:: Условия заданий ::
[1] Перескажите короче абзац отрывка, который начинается словами «При всей противоречивости последней пьесы». Сохраните его основные факты.
[2] Пожалуйста, продублируйте без изменений часть отрывка, начиная со слов «При всей противоречивости» и далее вплоть до слов «увечье, военной службы).».

:: Отрывок ::
При всей противоречивости последней пьесы Клейста в ней чувствуется, как и в «Михаэле Кольхаасе», дальнейшее движение в сторону реализма, овладение новым богатым жизненным материалом, усиление объективного момента в изображении действительности. При всех мистических оттенках, которые звучат в «Принце Гомбургском», пьеса может быть названа в полной мере пьесой исторической, хотя Клейст, подобно Шиллеру, поступил в ней весьма вольно со многими историческими подробностями (достаточно сказать, что подлинный принц Гомбург, лихой кавалерийский начальник в армии курфюрста, был к дню битвы при Фербеллине сорокатрехлетним инвалидом, не оставившим, несмотря на свое увечье, военной службы).
Немецкая литература не располагает другим столь же художественным произведением, в котором была бы так драматично и разносторонне показана жизнь провинциального бранденбургского двора накануне возвышения Пруссии; объективно пьеса Клейста была и остается изображением трагедии большого человека, живущего в условиях жалкого прусского «высшего света», где все должно быть послушно «великому курфюрсту».
И уже наверное именно в этой пьесе с особой остротой чувствуется трагедия самого Клейста — порыв к протесту, рожденный ощущением глубоко реакционной сущности окружающих его условий, и полная неспособность на этот протест, его бесконечно отвлеченный характер, духовная скованность юнкера, так и не нашедшего путей в тот свободный героический мир, сыном которого ему хотелось быть.
Мистические мотивы проступают с еще большей ясностью в драме «Кетхен из Гейльброна», рассказывающей о судьбе городской девушки, чудесным образом сумевшей привязать к себе знатного рыцаря, графа фом Штраль. Нелегка любовь «низкорожденной» Кетхен к блестящему рыцарю. Кетхен приходится переживать много тяжких испытаний, включая жестокую «пробу огнем» — так фактически выглядит ее чудесное спасенне из пылающего замка Кунигунды. Сам император, пораженный чистотой Кетхен, признает ее своей приемной дочерью и нарекает Катариной Швабской, после чего и аристократ фом Штраль посчитал возможным взять ее в жены.

:: Список ::
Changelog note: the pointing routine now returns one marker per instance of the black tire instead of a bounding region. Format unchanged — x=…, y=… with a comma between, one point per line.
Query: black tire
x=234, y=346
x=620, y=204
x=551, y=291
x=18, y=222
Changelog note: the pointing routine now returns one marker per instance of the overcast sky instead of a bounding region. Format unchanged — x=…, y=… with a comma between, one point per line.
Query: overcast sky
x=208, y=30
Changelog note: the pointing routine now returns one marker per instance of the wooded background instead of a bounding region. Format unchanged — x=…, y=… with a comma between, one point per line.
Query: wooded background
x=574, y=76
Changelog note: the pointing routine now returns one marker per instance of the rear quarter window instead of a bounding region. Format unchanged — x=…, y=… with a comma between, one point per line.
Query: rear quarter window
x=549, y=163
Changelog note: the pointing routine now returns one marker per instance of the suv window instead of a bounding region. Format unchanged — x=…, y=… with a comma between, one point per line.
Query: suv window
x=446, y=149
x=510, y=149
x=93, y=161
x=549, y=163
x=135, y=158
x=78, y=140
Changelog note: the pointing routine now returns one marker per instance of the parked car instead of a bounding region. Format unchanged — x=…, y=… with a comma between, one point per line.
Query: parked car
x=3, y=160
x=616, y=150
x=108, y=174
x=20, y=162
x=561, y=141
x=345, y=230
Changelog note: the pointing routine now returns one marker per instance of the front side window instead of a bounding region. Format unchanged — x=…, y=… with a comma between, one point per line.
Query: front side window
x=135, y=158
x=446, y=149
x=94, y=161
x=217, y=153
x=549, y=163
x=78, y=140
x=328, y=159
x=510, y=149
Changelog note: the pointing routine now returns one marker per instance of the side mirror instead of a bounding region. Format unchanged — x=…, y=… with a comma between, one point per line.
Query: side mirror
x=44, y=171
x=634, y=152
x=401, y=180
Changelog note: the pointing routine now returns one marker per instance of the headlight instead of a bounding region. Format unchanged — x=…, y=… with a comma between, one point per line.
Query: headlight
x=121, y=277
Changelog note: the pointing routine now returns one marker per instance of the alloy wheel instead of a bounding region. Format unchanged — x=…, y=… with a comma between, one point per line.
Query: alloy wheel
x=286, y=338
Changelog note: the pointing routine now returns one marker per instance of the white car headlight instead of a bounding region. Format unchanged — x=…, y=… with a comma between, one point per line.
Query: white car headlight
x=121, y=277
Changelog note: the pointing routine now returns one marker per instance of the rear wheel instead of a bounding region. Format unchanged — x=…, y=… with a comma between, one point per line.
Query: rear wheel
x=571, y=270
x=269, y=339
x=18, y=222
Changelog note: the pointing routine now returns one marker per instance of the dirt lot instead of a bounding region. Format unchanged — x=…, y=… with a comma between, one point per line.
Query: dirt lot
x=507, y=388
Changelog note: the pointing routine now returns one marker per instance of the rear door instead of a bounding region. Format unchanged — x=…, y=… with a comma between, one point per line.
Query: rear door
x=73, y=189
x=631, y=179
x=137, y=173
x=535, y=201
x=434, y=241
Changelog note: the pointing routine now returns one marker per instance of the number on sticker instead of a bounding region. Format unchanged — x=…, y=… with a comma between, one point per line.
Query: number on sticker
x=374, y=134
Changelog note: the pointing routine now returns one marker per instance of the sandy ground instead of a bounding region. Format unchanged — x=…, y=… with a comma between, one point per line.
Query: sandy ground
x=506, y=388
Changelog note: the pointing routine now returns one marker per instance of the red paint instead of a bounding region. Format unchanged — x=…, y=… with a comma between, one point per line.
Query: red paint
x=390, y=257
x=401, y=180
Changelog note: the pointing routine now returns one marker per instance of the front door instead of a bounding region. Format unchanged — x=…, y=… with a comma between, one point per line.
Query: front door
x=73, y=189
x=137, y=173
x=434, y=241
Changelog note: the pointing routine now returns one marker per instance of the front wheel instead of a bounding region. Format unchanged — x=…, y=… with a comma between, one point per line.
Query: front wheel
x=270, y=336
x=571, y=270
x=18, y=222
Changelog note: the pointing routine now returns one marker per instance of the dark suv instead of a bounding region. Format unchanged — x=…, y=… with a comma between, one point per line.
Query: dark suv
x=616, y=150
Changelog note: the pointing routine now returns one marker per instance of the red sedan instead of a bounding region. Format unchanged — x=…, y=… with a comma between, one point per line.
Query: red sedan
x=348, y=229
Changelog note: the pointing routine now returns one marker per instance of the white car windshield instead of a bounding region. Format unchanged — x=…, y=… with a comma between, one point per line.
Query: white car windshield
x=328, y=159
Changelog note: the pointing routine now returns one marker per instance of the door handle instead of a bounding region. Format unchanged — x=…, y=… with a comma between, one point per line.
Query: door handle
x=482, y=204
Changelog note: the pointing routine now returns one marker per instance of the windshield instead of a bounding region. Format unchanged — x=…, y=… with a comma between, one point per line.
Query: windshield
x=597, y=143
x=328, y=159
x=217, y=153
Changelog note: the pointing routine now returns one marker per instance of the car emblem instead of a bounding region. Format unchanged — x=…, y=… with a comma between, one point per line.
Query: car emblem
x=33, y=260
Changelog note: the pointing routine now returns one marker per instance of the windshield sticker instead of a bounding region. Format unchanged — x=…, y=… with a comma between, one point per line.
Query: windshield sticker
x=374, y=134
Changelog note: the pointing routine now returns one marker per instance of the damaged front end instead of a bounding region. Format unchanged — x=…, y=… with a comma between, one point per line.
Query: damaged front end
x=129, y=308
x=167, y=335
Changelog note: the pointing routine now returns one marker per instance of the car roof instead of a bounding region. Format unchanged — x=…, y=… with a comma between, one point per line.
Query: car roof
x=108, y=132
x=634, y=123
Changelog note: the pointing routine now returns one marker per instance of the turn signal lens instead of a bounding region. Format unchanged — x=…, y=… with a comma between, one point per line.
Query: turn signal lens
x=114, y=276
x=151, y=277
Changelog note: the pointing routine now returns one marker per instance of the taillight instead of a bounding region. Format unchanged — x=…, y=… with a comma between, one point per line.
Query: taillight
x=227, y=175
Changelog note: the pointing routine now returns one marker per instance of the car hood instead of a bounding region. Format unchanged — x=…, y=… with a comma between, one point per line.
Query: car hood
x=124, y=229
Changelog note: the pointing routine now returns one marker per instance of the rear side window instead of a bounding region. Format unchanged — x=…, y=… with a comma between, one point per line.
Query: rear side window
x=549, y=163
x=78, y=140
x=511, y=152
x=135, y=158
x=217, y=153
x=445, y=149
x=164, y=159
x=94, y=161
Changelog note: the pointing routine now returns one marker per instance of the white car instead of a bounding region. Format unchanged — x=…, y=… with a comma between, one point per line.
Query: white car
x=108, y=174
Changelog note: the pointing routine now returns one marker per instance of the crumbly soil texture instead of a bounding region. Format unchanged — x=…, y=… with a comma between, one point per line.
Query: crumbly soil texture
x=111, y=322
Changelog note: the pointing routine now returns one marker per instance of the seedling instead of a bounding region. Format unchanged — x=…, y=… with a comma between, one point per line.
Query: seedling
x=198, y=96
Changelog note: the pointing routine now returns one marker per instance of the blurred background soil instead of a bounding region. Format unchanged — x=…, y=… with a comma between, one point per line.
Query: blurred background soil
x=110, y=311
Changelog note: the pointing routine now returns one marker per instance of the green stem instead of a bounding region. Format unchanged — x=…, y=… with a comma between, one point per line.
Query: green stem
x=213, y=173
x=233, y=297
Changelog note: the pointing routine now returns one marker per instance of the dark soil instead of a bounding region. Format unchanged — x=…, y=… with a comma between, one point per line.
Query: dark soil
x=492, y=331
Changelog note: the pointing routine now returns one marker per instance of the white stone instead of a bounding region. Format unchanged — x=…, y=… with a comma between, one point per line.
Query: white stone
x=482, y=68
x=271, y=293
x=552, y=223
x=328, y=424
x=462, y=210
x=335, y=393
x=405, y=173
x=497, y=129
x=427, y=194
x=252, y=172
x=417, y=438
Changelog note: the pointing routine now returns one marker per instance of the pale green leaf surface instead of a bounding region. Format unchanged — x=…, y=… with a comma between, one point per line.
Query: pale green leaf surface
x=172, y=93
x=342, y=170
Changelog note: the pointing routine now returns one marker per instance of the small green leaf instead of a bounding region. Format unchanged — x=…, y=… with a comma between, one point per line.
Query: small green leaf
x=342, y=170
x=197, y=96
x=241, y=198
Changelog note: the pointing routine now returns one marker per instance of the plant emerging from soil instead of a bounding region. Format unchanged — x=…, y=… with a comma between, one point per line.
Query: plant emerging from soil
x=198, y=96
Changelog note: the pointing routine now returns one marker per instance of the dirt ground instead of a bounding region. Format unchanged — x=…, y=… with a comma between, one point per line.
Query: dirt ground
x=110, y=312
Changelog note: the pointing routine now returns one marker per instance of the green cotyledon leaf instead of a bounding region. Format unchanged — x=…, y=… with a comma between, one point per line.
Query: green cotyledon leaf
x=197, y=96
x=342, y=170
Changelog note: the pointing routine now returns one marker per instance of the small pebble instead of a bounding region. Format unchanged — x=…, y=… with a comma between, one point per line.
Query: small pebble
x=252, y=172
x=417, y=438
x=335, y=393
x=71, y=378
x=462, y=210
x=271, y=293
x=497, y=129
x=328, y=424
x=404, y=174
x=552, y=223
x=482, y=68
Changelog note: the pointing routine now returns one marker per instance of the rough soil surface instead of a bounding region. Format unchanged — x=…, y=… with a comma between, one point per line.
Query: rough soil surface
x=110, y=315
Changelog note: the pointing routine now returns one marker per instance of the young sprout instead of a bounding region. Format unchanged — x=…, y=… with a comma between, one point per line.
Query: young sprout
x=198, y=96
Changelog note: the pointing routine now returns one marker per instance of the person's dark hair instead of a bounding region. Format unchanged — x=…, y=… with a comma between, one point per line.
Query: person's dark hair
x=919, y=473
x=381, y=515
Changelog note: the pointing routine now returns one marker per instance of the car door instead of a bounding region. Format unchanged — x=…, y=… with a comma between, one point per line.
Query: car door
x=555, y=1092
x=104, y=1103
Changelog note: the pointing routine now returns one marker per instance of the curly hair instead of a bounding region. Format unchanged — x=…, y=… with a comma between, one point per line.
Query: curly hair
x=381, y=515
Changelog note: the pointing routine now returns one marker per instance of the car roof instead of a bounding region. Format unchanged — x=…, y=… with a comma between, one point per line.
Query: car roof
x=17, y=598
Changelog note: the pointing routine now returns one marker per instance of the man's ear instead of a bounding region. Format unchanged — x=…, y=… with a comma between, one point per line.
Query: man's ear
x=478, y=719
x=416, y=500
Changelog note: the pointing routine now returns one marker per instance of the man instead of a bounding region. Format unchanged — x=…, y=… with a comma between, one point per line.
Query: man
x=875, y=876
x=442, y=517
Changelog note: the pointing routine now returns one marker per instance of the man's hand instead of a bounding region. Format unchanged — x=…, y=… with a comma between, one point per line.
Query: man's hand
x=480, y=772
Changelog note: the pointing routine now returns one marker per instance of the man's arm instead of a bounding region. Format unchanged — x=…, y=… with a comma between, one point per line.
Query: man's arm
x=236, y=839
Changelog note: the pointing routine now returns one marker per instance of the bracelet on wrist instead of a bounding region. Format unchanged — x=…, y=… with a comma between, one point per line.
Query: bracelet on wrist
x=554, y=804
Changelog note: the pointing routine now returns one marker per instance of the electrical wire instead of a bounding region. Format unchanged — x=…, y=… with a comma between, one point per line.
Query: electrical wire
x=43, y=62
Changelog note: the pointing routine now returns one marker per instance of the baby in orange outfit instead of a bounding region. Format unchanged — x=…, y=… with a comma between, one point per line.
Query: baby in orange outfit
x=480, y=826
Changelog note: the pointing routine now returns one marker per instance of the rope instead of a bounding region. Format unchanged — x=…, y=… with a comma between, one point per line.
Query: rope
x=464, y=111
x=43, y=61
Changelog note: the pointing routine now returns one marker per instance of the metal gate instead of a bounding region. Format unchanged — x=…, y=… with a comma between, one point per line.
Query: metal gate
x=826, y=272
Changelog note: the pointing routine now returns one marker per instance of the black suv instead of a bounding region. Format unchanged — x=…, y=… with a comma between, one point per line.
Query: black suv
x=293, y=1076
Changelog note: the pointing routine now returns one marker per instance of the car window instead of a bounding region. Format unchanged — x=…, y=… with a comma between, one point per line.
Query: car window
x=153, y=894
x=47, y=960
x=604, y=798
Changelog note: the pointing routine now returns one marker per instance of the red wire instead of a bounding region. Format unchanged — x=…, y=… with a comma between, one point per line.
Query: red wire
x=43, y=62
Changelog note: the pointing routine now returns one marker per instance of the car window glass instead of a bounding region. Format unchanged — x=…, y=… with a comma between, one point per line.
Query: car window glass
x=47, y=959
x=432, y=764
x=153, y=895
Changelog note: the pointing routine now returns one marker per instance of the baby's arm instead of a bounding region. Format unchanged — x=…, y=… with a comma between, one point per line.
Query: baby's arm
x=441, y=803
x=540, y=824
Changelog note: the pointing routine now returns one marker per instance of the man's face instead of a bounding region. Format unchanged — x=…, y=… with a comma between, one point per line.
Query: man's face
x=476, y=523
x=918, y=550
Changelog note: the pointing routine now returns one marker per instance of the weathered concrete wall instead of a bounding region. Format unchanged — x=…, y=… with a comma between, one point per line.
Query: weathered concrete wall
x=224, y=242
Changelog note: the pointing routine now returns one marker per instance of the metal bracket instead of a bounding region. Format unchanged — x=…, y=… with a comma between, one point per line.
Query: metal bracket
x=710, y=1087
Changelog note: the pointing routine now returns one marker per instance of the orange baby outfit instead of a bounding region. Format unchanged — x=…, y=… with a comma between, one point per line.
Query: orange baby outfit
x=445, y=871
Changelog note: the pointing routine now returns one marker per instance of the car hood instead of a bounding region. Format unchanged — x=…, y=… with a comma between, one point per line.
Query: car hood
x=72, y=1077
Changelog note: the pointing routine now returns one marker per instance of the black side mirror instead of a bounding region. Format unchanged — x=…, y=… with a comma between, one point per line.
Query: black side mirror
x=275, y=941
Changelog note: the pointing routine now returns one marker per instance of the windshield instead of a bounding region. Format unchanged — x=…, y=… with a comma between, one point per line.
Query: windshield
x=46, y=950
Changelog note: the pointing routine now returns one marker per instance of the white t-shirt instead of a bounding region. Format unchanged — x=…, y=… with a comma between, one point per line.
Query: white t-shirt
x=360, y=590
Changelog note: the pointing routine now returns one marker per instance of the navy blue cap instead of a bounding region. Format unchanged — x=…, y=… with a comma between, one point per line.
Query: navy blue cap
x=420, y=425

:: Письменные ответы ::
[1] Последняя пьеса Клейста противоречива. Но в ней, как и в «Михаэле Кольхаасе», видно дальнейшее движение к реализму, освоение нового богатого жизненного материала и большая объективность в изображении действительности. Несмотря на мистические оттенки, «Принц Гомбургский» вполне может считаться исторической пьесой, хотя Клейст, подобно Шиллеру, вольно обошелся со многими историческими подробностями. Так, подлинный принц Гомбург, лихой кавалерийский начальник в армии курфюрста, ко дню битвы при Фербеллине был сорокатрехлетним инвалидом, но не оставил военной службы.

[2]
При всей противоречивости последней пьесы Клейста в ней чувствуется, как и в «Михаэле Кольхаасе», дальнейшее движение в сторону реализма, овладение новым богатым жизненным материалом, усиление объективного момента в изображении действительности. При всех мистических оттенках, которые звучат в «Принце Гомбургском», пьеса может быть названа в полной мере пьесой исторической, хотя Клейст, подобно Шиллеру, поступил в ней весьма вольно со многими историческими подробностями (достаточно сказать, что подлинный принц Гомбург, лихой кавалерийский начальник в армии курфюрста, был к дню битвы при Фербеллине сорокатрехлетним инвалидом, не оставившим, несмотря на свое увечье, военной службы).